Directive — Locate each line in the items below that contains the word "safety", and copy every such line.

=======

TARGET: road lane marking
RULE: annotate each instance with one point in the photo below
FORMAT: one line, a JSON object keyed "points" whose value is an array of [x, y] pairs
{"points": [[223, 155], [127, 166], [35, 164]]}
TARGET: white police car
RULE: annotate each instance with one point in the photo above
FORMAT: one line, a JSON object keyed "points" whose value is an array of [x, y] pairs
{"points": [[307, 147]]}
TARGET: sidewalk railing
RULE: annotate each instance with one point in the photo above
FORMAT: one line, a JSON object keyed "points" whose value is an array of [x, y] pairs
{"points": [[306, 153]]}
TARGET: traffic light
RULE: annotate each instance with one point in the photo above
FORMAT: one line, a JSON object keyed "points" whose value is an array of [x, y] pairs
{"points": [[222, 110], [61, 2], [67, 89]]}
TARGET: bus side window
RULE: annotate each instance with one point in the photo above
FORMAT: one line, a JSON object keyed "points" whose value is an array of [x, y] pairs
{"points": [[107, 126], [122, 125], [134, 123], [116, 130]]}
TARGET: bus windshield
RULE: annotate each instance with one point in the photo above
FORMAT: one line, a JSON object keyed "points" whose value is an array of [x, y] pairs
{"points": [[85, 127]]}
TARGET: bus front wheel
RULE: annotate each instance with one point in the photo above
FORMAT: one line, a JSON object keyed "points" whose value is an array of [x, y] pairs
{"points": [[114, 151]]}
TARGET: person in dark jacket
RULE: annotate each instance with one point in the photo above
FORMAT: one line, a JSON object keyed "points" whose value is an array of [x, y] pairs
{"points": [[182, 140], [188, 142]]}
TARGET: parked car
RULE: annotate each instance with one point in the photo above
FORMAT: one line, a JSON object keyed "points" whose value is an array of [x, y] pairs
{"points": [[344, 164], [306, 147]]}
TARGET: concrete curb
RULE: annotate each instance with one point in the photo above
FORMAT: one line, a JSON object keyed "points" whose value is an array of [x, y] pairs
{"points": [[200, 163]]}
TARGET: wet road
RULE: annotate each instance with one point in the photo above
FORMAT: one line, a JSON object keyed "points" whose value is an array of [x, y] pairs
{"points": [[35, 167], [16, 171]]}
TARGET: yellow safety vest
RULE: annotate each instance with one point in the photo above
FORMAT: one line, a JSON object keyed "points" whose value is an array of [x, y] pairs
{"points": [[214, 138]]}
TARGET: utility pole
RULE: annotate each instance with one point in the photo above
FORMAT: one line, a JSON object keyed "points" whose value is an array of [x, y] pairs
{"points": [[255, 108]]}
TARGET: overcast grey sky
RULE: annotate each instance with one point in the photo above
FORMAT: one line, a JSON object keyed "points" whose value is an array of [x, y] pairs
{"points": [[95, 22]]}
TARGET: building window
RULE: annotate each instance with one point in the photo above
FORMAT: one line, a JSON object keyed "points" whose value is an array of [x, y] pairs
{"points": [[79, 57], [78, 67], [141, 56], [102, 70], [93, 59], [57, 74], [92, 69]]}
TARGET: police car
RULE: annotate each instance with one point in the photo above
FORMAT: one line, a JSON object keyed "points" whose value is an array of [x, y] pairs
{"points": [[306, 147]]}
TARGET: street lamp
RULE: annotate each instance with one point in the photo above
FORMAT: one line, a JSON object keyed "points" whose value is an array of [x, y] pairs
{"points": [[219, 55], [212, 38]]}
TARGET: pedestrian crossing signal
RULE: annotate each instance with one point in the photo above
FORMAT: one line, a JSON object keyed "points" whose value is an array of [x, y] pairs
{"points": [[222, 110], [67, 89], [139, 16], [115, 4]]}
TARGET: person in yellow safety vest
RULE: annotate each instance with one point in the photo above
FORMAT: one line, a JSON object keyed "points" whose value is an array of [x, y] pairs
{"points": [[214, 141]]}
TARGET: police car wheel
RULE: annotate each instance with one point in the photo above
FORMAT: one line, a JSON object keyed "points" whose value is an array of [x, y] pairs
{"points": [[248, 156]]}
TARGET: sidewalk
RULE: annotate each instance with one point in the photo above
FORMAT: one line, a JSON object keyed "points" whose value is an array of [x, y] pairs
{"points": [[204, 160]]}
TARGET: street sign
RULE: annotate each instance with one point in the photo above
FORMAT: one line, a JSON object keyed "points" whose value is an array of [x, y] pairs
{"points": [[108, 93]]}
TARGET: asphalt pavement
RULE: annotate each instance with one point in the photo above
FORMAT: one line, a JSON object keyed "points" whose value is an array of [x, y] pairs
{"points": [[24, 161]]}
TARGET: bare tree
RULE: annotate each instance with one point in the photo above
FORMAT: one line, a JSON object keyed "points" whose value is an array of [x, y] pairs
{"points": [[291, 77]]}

=======

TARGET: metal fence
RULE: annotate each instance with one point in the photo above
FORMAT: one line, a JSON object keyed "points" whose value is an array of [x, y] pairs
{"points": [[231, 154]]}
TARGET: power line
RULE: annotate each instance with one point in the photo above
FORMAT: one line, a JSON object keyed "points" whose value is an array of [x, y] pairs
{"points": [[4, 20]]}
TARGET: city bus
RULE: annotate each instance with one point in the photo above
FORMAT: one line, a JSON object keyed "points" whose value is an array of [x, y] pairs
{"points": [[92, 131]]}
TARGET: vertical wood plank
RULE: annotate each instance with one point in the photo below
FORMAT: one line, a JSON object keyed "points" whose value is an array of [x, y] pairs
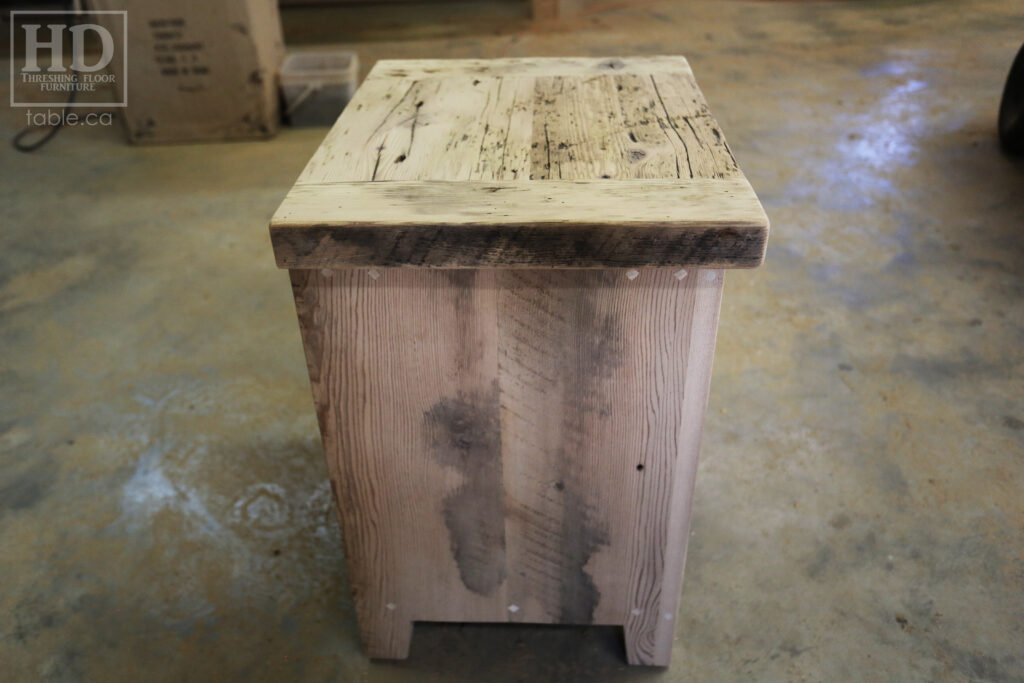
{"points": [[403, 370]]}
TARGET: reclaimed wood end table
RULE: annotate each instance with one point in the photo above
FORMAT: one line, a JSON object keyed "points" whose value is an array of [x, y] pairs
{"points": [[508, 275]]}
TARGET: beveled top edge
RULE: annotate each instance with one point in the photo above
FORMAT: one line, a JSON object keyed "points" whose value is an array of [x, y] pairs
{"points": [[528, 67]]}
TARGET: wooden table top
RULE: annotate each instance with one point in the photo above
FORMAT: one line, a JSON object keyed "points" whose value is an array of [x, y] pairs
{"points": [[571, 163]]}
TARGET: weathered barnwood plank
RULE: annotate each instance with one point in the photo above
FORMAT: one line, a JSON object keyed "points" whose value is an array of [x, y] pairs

=======

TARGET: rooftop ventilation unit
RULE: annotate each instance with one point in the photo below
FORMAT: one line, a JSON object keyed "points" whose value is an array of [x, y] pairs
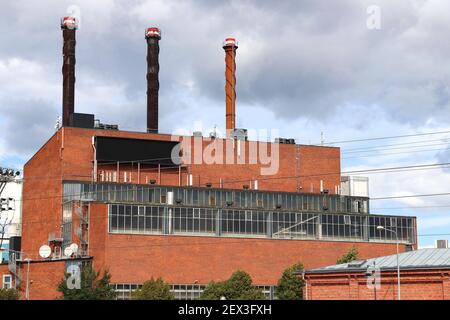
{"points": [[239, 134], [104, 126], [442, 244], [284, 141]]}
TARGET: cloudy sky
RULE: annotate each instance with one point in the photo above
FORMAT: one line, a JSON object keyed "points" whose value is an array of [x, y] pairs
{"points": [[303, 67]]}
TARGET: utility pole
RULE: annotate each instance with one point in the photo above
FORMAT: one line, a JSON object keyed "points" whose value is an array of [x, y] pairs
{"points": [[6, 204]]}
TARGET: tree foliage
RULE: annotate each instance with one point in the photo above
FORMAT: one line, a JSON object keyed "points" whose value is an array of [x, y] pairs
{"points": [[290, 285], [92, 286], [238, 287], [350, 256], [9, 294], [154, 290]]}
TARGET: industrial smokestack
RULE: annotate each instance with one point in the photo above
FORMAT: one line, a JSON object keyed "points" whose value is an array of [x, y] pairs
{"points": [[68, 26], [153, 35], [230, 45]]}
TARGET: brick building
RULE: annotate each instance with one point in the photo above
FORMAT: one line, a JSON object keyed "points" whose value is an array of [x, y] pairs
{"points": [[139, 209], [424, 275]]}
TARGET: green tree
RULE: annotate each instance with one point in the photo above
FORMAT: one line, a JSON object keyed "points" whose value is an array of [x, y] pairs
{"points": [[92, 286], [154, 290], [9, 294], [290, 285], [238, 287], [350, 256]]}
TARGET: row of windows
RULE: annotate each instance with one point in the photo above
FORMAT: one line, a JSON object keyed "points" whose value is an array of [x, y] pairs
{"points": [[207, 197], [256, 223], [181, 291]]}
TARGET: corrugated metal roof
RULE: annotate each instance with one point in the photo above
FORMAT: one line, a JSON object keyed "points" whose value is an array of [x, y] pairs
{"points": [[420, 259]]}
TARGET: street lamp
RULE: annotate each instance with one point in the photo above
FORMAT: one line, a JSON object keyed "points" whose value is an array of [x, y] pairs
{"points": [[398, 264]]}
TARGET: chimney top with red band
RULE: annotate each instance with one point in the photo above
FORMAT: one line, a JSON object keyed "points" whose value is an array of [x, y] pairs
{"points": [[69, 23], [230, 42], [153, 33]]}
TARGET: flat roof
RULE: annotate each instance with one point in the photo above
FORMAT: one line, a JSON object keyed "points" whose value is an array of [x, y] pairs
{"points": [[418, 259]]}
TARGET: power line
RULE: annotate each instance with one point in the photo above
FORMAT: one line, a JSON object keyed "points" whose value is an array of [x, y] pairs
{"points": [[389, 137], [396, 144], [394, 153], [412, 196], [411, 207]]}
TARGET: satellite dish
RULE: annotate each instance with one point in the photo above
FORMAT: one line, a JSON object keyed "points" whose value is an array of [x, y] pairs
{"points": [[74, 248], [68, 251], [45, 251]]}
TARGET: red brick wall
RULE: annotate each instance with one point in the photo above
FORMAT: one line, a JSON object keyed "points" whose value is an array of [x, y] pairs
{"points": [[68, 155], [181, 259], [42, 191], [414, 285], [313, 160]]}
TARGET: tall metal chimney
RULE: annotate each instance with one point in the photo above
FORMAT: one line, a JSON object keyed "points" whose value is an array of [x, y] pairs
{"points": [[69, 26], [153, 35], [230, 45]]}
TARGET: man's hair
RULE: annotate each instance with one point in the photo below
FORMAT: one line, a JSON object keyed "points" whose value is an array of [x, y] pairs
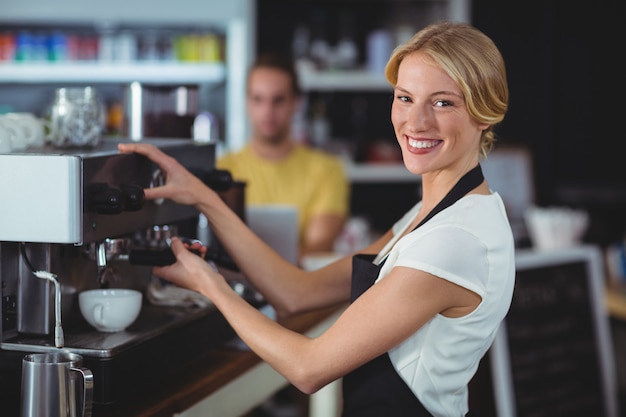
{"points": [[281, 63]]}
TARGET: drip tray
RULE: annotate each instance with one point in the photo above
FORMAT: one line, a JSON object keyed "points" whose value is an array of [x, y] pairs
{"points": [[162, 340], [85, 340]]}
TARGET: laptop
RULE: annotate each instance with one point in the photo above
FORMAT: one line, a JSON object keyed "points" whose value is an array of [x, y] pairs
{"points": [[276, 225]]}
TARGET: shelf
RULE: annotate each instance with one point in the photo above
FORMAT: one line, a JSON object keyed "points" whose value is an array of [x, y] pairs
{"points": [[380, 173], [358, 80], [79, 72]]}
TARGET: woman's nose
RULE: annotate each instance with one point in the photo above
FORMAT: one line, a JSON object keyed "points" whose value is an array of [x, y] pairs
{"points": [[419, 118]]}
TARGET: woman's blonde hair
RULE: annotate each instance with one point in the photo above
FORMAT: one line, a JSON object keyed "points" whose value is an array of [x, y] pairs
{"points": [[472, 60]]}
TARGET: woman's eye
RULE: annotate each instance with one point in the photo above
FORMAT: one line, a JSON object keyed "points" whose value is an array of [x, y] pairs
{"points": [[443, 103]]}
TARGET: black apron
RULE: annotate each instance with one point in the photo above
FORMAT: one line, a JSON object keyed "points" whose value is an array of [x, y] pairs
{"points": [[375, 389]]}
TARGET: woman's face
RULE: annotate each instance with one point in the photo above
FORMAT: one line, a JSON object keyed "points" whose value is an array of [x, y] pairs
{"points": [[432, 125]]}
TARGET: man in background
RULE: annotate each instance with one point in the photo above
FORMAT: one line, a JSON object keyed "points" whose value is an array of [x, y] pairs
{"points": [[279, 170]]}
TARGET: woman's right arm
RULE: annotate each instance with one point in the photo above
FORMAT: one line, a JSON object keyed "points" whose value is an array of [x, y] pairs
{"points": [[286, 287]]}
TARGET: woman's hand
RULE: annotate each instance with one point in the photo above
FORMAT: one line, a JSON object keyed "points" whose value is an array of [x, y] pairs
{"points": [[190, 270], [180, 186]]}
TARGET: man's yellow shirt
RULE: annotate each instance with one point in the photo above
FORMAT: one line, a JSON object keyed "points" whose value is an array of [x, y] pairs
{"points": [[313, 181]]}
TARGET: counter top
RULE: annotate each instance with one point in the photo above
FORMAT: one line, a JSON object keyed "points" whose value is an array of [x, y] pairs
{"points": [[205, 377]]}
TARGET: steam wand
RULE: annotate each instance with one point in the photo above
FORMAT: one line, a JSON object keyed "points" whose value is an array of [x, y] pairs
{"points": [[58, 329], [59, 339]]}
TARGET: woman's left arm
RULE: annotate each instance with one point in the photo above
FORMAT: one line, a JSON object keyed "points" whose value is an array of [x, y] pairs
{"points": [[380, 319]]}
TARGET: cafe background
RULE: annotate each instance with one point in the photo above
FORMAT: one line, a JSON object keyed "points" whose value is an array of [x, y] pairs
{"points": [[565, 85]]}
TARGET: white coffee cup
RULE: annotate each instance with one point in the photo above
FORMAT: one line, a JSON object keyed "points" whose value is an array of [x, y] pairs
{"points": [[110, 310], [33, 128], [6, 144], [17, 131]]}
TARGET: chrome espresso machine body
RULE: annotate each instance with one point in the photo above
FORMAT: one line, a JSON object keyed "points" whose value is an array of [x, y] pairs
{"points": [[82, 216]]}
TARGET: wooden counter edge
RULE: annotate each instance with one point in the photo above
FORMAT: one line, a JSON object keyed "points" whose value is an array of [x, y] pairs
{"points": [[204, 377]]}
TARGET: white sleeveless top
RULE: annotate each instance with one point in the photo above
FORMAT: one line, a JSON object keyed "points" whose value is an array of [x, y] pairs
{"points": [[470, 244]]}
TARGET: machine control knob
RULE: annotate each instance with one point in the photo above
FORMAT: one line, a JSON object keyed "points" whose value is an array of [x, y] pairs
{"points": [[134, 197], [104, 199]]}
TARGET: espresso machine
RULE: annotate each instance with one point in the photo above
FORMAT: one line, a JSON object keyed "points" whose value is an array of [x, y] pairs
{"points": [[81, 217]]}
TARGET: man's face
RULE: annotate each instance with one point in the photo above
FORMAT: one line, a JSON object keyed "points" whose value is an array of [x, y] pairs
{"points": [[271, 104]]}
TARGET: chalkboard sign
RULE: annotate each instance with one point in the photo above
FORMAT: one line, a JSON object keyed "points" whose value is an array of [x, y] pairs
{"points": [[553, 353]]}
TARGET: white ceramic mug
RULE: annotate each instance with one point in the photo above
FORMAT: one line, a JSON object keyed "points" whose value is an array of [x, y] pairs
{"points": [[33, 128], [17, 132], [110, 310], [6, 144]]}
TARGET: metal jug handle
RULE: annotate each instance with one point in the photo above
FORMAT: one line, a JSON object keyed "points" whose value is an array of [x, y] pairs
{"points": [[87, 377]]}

=======

Exercise response —
TARGET: yellow safety vest
TARGET: person in yellow safety vest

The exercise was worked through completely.